Problem requirements: Please edit the items below so that "photograph" becomes "image" wherever it occurs, keeping every other line and character unchanged.

Point placement records:
--- Start ---
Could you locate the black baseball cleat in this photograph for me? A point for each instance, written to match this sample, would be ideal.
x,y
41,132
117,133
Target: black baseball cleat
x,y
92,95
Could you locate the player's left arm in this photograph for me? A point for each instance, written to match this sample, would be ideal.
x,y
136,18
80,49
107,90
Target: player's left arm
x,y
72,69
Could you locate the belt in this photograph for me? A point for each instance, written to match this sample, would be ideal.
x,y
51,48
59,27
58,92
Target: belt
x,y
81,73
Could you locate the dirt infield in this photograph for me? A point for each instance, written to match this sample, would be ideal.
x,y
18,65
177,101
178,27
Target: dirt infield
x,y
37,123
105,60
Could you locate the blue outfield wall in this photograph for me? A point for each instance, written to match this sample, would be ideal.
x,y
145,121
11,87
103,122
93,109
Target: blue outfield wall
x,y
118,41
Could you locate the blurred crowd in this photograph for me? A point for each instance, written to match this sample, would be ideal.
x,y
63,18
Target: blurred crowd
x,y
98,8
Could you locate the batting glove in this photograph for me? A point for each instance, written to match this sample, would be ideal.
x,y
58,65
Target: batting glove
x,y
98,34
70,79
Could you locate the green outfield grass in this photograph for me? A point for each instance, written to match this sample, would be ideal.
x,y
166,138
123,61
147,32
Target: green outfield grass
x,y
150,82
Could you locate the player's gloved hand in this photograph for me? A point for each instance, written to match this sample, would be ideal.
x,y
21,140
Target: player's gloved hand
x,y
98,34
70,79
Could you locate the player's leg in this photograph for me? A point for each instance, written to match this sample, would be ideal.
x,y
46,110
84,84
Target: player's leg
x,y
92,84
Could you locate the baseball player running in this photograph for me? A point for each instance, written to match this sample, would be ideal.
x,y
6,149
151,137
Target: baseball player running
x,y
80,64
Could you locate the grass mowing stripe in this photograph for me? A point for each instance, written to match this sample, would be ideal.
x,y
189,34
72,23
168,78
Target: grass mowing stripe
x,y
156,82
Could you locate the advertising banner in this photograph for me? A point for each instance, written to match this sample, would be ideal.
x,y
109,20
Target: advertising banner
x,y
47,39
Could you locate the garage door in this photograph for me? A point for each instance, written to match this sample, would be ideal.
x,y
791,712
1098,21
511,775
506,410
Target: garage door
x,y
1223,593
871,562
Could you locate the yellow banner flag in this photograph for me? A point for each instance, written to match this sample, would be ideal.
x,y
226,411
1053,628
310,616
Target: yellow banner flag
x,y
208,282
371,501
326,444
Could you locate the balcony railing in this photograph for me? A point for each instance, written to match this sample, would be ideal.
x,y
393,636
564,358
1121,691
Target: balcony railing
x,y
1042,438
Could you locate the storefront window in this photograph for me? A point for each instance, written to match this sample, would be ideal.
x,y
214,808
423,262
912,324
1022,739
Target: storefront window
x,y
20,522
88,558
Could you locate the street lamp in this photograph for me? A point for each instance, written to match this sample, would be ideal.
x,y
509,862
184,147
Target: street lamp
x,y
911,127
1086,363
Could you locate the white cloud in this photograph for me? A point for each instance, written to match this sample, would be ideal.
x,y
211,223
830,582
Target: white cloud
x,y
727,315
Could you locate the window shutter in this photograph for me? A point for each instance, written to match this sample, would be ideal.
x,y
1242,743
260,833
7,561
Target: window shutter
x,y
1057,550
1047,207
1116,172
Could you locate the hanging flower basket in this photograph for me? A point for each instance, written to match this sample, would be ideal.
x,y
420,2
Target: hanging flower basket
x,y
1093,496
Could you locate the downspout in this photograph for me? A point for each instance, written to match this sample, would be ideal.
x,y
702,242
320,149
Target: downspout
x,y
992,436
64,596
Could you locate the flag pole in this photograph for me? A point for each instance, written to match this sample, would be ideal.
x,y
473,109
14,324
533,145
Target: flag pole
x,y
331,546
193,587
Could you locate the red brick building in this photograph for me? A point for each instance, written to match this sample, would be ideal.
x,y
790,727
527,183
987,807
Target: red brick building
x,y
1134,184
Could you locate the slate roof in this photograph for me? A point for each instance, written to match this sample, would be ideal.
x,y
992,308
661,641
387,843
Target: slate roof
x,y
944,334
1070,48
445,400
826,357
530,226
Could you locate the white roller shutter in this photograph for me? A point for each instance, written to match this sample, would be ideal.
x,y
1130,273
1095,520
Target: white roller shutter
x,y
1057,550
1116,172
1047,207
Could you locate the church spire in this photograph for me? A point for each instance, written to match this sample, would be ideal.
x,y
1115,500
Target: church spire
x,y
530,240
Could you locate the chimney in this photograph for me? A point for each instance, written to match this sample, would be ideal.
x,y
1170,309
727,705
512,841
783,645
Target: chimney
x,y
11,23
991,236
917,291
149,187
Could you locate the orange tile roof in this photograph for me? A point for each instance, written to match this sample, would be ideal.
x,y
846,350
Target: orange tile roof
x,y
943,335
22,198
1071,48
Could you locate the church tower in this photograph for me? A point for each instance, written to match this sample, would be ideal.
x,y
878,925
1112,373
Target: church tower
--- End ---
Output of the task:
Could you locate the black baseball cleat in this image for me? A point for each instance, written to match this sample, would be ideal.
x,y
41,132
117,133
Target: black baseball cleat
x,y
92,95
Could you locate the player's left arm in this image for me? A point for each instance, written to match this sample, would be ideal.
x,y
136,18
80,49
107,90
Target: player's left arm
x,y
72,69
Could you locate the belt in this image for me? A point for each instance, written to match this sample, would be ideal.
x,y
51,48
59,27
58,92
Target: belt
x,y
81,73
Could you locate the dirt infield in this image for me? A point for each instance, written to match this sample, would be ideal.
x,y
18,65
177,101
178,27
Target: dirt infield
x,y
37,123
105,60
Could you locate the blue outfield wall in this image for me? A point for each instance, written to match this sample, would be ideal.
x,y
145,121
11,87
103,122
93,109
Target: blue outfield wall
x,y
118,41
Could you locate the blurred crowd in this image for me? A point for each instance, written to match this sample, would be ideal.
x,y
63,18
Target: blurred crowd
x,y
98,8
Could you locate the batting glove in this image for me? A point for each instance, written to match this sample, would be ideal.
x,y
58,65
Target: batting glove
x,y
98,34
70,79
Could you locate the green outfield grass in this image for me? A point for each instance, written to match this sample, would be ideal.
x,y
166,138
123,61
147,32
Target: green outfield grass
x,y
150,82
Could you locate the player's gloved hand in this image for me? A point for each instance, written to match this sample, would be ideal.
x,y
21,140
Target: player's gloved hand
x,y
98,34
70,79
Could you locate the player's leg in this image for me? A point for each instance, written to match this sample, would be ideal.
x,y
46,110
84,84
Target: player's leg
x,y
92,84
Could you locate the baseball player running in this image for me? A point for each instance, written to match this sample, would be ideal.
x,y
6,149
151,137
Target: baseball player running
x,y
80,64
Could you locate the grass mowing stripe in this image for me? A point for each instance, written to match this sample, would be ideal.
x,y
189,34
72,23
168,78
Target: grass mowing stripe
x,y
156,82
Could you locate the advertising banner in this image for me? A point for each instance, written to match this sample, would be ideal.
x,y
109,20
Target: advertising banner
x,y
47,39
Could you locate the garage door in this image for me? A point for each instance, written to match this sample, would be ideal.
x,y
791,712
1098,21
511,775
506,410
Target: garage door
x,y
1223,593
871,562
Could you locate the yellow banner flag in this image for me? A point for each instance, written to match this sample, would be ideal.
x,y
226,411
1053,628
310,616
Target: yellow banner flag
x,y
208,282
371,501
326,444
Could you locate the balcony railing in this image for me? A point for each instance, written to match this sample, would be ideal.
x,y
393,636
564,358
1121,691
Target: balcony railing
x,y
1042,438
Could you locate the storefront window in this image for me? A point for each instance, written to match this sample, would be ideal.
x,y
214,808
423,262
912,324
1022,739
Target: storefront window
x,y
20,522
88,558
Could you locate the street lamp in this image for me? A point for each instance, written to match this sample, would be ideal.
x,y
509,862
184,147
Target: street lamp
x,y
911,127
1086,363
Could you locate the white cloud in this image for me? A point for each instance, written to match this sample, would be ideal.
x,y
211,223
830,582
Target: white cloud
x,y
727,315
Could you locate the window shutter in this image for me? A point for each instance, written to match this sample, would be ideal.
x,y
1242,743
260,833
7,561
Target: window shutter
x,y
1057,550
1047,207
1116,172
Could you locate the hanging flower basket in this image for me? A point for each instance, written to match this sample, would be ideal.
x,y
420,2
Target: hanging flower basket
x,y
1093,496
Could you locate the downspout in this image for me? A point for each instance, written to match this sample, would be ideal.
x,y
702,242
320,149
Target: downspout
x,y
992,436
64,596
Could you locate the flag pole in this image for me? A point for each instance, written to match this sample, would be ideal.
x,y
473,109
14,324
533,145
Target: flag pole
x,y
331,546
193,587
Could you locate the red brick building in this image for me? A point for each instance, written to match this sample, would be ideal.
x,y
790,727
527,183
987,807
Target: red brick building
x,y
1134,184
Could you locate the slate roof in this image for me? A point for each instance, written to match this sample, would be ideal.
x,y
992,308
661,641
387,843
Target: slate roof
x,y
944,334
1070,48
445,400
826,357
530,226
Could you locate the white roller shutter in this image for me? A point for each instance, written to match this sample, would be ideal.
x,y
1130,273
1095,520
Target: white roller shutter
x,y
1057,550
1116,172
1047,207
Could you locate the church spire in this image for me? A point for each instance, written to match this sample, would be ideal.
x,y
1115,500
Target: church spire
x,y
530,240
Could you locate the chimney in this image for me? A point for each instance, written to match this sample, would be ideal.
x,y
1170,309
727,705
512,841
783,645
Target: chimney
x,y
11,23
991,236
917,291
149,187
Could you locate the orange tile roof in this image for me? A point for each instance, written to match this sample, would be ideal.
x,y
846,350
Target: orange tile roof
x,y
943,335
22,198
1071,48
Could you locate the church tower in this image for me? A point for each instance, written to match this sample, would be ideal.
x,y
878,925
1112,373
Target: church tower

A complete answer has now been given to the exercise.